Short exercise: Pull out every line of the rows that contains the string "elytra", matching case exactly.

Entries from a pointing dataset
++++++++
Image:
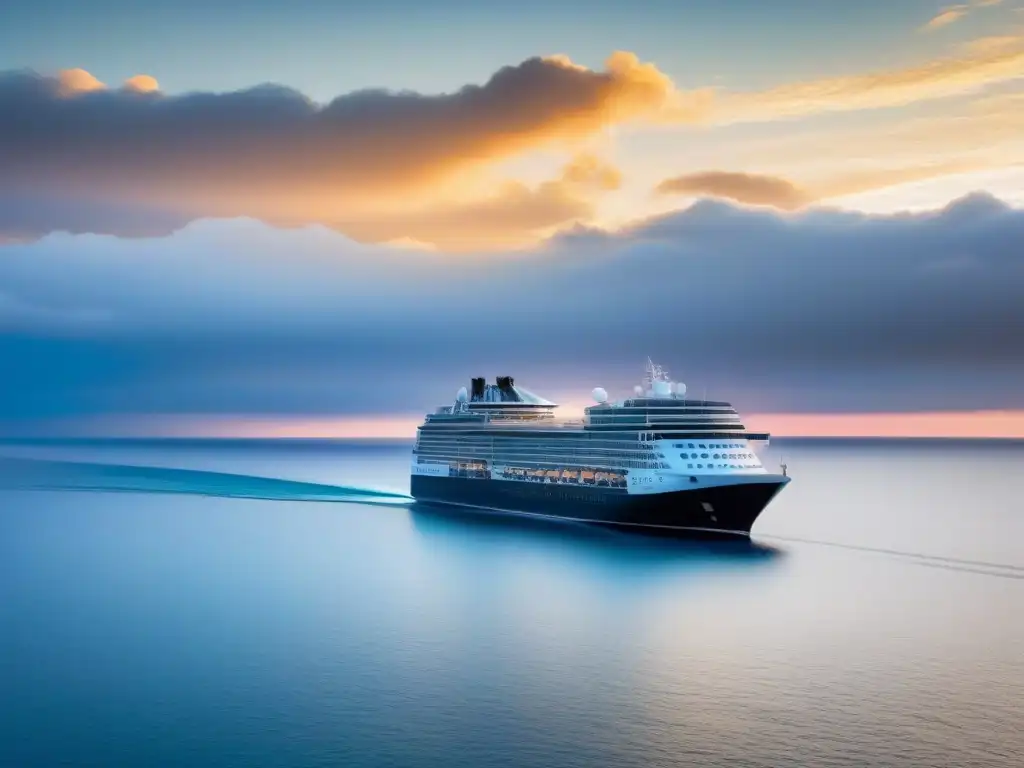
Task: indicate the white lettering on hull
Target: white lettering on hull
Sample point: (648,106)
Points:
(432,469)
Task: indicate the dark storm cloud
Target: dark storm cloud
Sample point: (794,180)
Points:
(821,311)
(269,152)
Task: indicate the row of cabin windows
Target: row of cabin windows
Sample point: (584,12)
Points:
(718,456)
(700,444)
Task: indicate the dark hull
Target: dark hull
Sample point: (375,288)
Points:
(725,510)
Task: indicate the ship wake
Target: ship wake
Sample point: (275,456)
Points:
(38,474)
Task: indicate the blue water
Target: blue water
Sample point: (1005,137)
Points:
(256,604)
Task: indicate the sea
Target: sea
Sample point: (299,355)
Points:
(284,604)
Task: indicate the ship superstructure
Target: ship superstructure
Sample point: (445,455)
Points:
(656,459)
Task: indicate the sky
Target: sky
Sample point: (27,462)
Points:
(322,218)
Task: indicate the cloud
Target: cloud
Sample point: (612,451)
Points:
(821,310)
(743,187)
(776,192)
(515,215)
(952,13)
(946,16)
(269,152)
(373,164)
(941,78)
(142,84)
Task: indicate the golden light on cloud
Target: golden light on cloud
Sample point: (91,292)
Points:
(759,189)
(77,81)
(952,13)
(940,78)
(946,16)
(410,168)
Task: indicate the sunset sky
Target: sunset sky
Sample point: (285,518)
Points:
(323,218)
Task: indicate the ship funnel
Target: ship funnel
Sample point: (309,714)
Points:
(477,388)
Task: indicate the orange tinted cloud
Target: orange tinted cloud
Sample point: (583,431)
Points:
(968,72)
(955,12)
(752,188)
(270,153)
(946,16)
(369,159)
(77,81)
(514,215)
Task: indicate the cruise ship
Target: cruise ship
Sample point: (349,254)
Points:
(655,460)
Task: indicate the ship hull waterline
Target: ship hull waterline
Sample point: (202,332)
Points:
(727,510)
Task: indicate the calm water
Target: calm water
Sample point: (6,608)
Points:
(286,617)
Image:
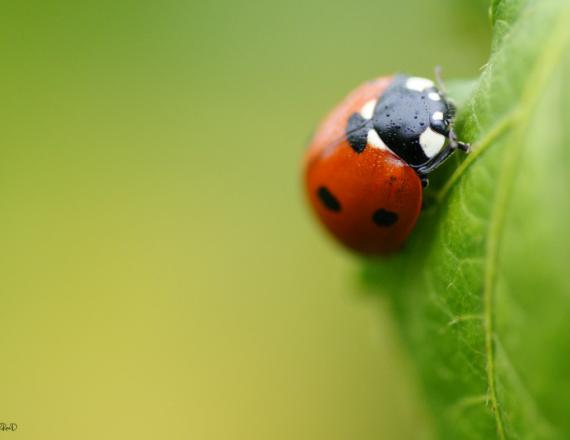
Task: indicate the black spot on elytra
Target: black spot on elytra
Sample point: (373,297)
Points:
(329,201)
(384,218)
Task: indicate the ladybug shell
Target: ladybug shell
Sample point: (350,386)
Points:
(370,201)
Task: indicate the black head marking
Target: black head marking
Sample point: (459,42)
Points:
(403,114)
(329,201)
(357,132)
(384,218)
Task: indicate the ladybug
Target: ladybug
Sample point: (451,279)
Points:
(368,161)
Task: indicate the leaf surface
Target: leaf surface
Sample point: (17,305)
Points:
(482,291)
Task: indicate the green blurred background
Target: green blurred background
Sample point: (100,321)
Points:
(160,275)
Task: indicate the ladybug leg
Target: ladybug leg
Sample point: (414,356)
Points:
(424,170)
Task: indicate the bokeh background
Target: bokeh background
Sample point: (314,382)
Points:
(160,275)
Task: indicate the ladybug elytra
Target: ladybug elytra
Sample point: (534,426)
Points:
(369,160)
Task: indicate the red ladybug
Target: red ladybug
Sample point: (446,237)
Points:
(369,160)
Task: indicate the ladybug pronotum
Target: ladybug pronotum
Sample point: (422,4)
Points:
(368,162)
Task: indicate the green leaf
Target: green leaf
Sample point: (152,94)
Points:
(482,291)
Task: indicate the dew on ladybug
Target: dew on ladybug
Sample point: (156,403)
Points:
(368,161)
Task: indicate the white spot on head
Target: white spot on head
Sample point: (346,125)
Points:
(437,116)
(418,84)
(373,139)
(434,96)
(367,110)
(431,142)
++++++++
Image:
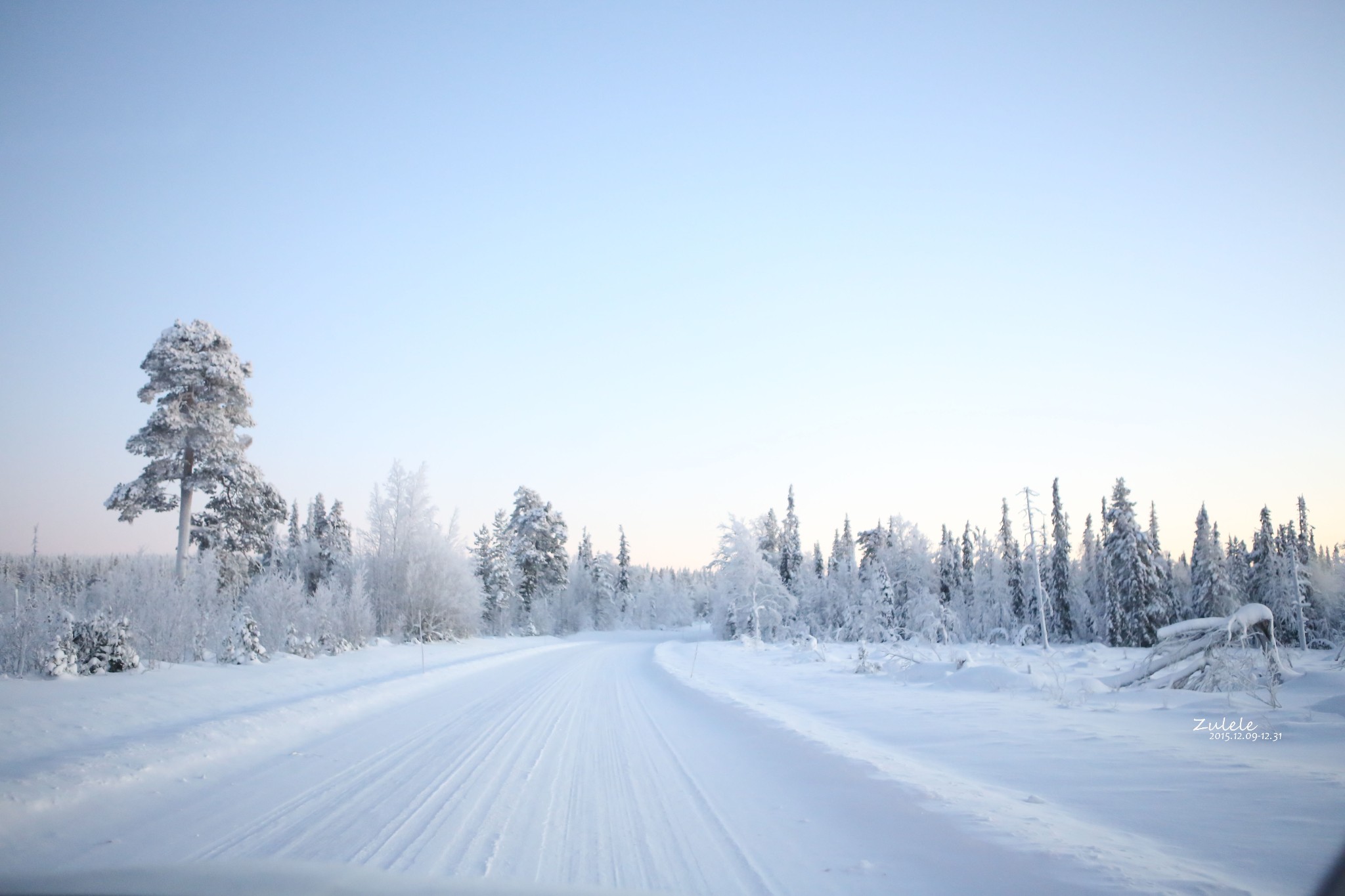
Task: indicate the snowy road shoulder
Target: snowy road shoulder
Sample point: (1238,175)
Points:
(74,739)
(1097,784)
++++++++
Correct answer:
Task: indicate the black spot on elytra
Target: black spot on elytra
Task: indicate the ladybug elytra
Target: ladybug elytra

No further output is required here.